__WHAT IS ASKED__
Repeat all of the lines below word for word, leaving out the pictures.

__RECORDS PROVIDED__

--- --- ---

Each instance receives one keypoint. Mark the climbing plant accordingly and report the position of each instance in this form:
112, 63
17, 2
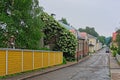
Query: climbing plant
56, 34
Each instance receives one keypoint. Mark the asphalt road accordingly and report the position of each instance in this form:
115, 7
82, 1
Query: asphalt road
94, 68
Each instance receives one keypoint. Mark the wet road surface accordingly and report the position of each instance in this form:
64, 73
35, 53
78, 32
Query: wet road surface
94, 68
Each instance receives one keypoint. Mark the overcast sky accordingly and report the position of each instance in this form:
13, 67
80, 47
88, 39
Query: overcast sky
103, 15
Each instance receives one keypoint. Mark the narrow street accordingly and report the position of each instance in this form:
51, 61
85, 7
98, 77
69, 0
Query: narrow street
94, 68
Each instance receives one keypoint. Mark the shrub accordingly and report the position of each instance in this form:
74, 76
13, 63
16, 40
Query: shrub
114, 53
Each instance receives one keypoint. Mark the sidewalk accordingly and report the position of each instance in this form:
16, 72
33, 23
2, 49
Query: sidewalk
40, 72
114, 68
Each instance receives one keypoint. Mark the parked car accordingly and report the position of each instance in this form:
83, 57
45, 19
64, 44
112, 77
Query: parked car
107, 50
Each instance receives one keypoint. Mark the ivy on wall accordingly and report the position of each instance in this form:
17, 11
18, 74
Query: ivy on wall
56, 34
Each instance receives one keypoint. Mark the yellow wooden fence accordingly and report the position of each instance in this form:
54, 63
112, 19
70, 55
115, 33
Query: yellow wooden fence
15, 61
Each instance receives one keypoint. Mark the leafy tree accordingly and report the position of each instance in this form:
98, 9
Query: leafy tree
20, 18
63, 20
108, 40
89, 30
56, 34
101, 39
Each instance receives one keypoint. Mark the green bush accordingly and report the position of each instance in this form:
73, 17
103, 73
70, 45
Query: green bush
62, 39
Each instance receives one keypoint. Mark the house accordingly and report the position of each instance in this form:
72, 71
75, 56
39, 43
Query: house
98, 45
92, 43
80, 46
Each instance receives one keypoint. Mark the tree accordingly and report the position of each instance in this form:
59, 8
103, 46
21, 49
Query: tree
101, 39
63, 20
108, 40
21, 18
89, 30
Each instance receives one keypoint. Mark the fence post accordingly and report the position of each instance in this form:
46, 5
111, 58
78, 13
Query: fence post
6, 62
33, 59
22, 60
42, 59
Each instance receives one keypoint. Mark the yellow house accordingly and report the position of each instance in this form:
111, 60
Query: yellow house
92, 43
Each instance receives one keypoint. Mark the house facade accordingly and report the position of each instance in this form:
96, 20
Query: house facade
92, 43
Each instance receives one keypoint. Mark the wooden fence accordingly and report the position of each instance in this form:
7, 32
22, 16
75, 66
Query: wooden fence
15, 61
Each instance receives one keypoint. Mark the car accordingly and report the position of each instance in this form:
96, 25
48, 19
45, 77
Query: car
107, 50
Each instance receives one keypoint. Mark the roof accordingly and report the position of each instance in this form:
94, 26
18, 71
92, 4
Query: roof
79, 35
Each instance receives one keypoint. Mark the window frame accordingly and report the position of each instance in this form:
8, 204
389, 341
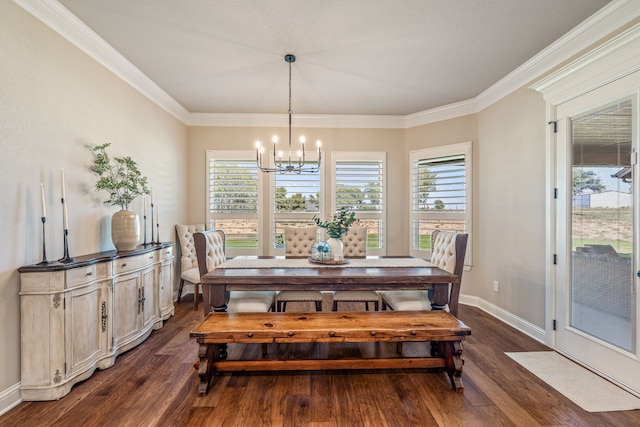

--- --- ---

__RESPONSE TO THE EXERCISE__
Each instance receives one keypoint. Mark the climbing plant accordingly and report the position of each instance in this form:
112, 63
17, 2
Query: climbing plant
56, 34
Each instance receives one keypoint. Mark the asphalt road accordingly and report the position of each instance in this form:
115, 7
82, 1
Query: asphalt road
94, 68
Each instance receives one keypoint. Mark the wet road surface accordingly and report the position of each instance in this form:
64, 73
35, 53
78, 32
Query: wet road surface
94, 68
Each instance receives one keypoint. Mark the overcast sky accordingly and report the position of each instance in this form:
13, 67
80, 47
88, 39
Query: overcast sky
103, 15
Each instance receives one keypoint. Mark the narrow street accordingly and report the position of each instance in this form:
51, 61
85, 7
98, 77
69, 0
Query: narrow street
94, 68
Each instance receives one keypoint. Mark the shrub accordingly and report the position of each instance in this form:
74, 76
13, 63
16, 40
Query: shrub
114, 53
Each instance receives one keypoint. Mark the sidewalk accordingly and report the position of each instance in this form:
16, 72
33, 23
2, 49
Query: sidewalk
40, 72
114, 68
Each instance receives one keypoint. Mark the parked car accordingly and report the position of each instance in this form:
83, 57
45, 19
64, 44
112, 77
Query: parked car
107, 50
Each instance receives one keypoint. Mark the ivy on wall accordingly and report the position of each instance in this form:
17, 11
18, 74
Query: ivy on wall
56, 34
Each instance receives one keypoint. Mark the yellow wooden fence accordingly and report the position of each instance in this form:
54, 63
112, 19
70, 55
115, 33
Query: yellow wooden fence
15, 61
Each instance receives one keypoint. Mark the leafy tree accordingly and report the position of each instance in this form:
98, 9
Query: leafy tree
20, 18
63, 20
108, 40
89, 30
56, 34
101, 39
Each instance receives one keypoint. Mark the green bush accordingly and report the position of each instance in this form:
73, 17
103, 73
70, 45
Query: green bush
62, 39
Each instance receives one keypoint. Mark the house accordingly and report the position of each instance in this form:
72, 71
75, 56
39, 43
Query: house
98, 45
92, 43
80, 46
Each instance receives one keypoint. Mark the tree accordingly and report the position of each instance in this form:
59, 8
103, 46
21, 49
Query: tree
101, 39
63, 20
108, 40
21, 18
89, 30
Each instance receives one keypoint. Mark the fence post accordingly and report the position of each instance in this form:
46, 5
111, 58
78, 13
Query: fence post
6, 62
33, 59
22, 60
42, 59
Each instance receives one keypoint. Mark the yellow house accordingly and report the position of each instance in this form:
111, 60
Query: yellow house
92, 43
Each instance receives one keypoint. Mark the house facade accordingly and report the position of each instance in this form:
96, 20
Query: house facade
92, 43
Each instance receives one keypoint. Mark the wooden fence accordingly and report the position of each instance in this form:
7, 32
22, 16
75, 66
Query: wooden fence
15, 61
Each instance receives one keypoint. Mark the car accordingly and report the position of each instance in this form:
96, 25
48, 19
45, 77
Query: car
107, 50
Each instance receives one keypoint. Mark the roof accordingly and report the position of each instance in this form:
94, 26
18, 71
92, 4
Query: roof
79, 35
Each instance receives one keypoint. Mark the window frame accordingly and report the position of each instance in this form:
8, 204
389, 341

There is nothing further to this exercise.